Goal: Every record below should be printed exactly as it appears.

Material for the task:
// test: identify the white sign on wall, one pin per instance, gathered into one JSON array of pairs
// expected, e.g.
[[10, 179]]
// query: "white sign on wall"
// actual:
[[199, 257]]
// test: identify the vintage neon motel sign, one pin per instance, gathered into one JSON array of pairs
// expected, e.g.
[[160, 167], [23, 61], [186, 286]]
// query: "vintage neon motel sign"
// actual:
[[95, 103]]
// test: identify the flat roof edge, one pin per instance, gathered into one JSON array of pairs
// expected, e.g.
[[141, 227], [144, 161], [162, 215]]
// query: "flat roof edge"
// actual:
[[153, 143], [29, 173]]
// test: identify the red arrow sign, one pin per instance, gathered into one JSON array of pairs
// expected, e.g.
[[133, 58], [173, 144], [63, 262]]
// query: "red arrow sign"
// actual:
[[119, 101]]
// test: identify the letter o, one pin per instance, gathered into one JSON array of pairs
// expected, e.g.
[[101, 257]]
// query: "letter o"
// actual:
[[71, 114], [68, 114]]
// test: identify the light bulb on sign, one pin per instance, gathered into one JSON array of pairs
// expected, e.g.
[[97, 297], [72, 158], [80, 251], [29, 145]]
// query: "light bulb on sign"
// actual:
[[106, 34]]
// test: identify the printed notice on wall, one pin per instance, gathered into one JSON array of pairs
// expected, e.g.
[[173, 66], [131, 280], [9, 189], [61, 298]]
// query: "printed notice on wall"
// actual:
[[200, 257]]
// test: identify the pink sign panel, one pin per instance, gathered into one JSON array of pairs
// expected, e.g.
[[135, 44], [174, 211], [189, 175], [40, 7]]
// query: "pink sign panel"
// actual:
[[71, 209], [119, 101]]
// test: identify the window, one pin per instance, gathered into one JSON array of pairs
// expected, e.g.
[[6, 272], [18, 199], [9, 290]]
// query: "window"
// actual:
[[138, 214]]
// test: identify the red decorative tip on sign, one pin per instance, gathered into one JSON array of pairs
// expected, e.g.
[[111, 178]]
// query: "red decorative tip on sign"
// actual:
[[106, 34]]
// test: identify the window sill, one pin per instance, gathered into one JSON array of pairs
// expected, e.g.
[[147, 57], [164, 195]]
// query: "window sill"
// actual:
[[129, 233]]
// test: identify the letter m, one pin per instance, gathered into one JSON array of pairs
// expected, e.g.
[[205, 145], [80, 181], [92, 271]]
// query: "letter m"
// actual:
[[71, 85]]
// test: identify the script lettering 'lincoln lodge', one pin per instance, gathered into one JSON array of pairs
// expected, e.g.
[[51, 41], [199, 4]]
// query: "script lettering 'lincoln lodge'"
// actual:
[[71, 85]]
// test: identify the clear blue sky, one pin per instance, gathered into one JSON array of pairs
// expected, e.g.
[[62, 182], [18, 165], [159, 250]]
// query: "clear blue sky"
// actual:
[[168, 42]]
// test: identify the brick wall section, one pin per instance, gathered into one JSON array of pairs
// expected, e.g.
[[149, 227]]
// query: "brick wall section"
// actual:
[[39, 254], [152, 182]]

Expected answer:
// test: identify the white sign on wall, one pin per instance, gathered into one JSON array of pairs
// expected, e.g.
[[10, 179]]
// query: "white sign on wall"
// actual:
[[199, 257]]
// test: identify the vintage neon motel sign, one pin per instance, gathered into one JSON array of pairs
// expected, e.g.
[[160, 167], [23, 61], [186, 286]]
// query: "vintage neon motel sign"
// actual:
[[95, 103]]
// test: identify the flat roof edge, one pin per instance, gathered into one JSON array of pairs
// expected, e.g.
[[141, 227], [144, 161], [162, 215]]
// query: "flat roof edge"
// actual:
[[153, 143], [29, 173]]
// test: identify the red arrow sign, one pin per instance, gathered into one JSON array of pairs
// expected, e.g.
[[133, 58], [173, 144], [63, 262]]
// query: "red arrow sign"
// actual:
[[119, 101]]
// test: identify the letter o, one pin per instance, gathered into one JSON array of pairs
// expected, e.g.
[[101, 257]]
// query: "letter o"
// actual:
[[71, 114], [68, 114]]
// test: identify the light bulb on sign, one pin per instance, gathered into one JSON array of pairs
// expected, e.g.
[[97, 297], [72, 158], [80, 251], [29, 145]]
// query: "light bulb on sign"
// actual:
[[106, 34]]
// test: identify the printed notice on wall, one pin per instance, gathered into one JSON array of pairs
// expected, e.g.
[[173, 66], [131, 280], [9, 189], [61, 298]]
// query: "printed notice on wall"
// actual:
[[200, 257]]
// test: identify the pink sign panel, one pin per instance, gathered into one JSON array of pairs
// expected, e.g.
[[135, 44], [174, 211], [189, 175], [40, 7]]
// query: "pink sign panel"
// actual:
[[71, 209], [119, 101]]
// test: identify the window, one pin per instance, gathered into one JSON array of pairs
// expected, e.g.
[[6, 272], [18, 199], [9, 290]]
// query: "window"
// actual:
[[138, 214]]
// test: identify the red decorative tip on sign, one pin per instance, gathered into one JSON array of pairs
// expected, e.g.
[[111, 178]]
// query: "red decorative tip on sign"
// actual:
[[106, 34]]
// test: identify the window sill, one pin per instance, gathered into one JSON array of pairs
// expected, e.g.
[[147, 57], [164, 195]]
// query: "window sill"
// actual:
[[129, 233]]
// test: identify the letter m, one pin per instance, gathered into one JSON array of pairs
// expected, e.g.
[[205, 145], [80, 181], [92, 271]]
// query: "letter m"
// actual:
[[71, 85]]
// test: identify the script lettering 'lincoln lodge', one pin per instance, gathered into one JSON array of pairs
// expected, e.g.
[[51, 41], [199, 4]]
// query: "script lettering 'lincoln lodge'"
// actual:
[[71, 85]]
// test: identify the clear blue sky, one pin per instance, gathered into one JSON array of pairs
// expected, e.g.
[[62, 182], [18, 165], [159, 250]]
// query: "clear blue sky"
// actual:
[[168, 42]]
// test: identify the brick wall section, one pin per instance, gathered into one JSON array of pairs
// expected, e.g.
[[149, 227]]
// query: "brick wall section"
// actual:
[[39, 254], [152, 182]]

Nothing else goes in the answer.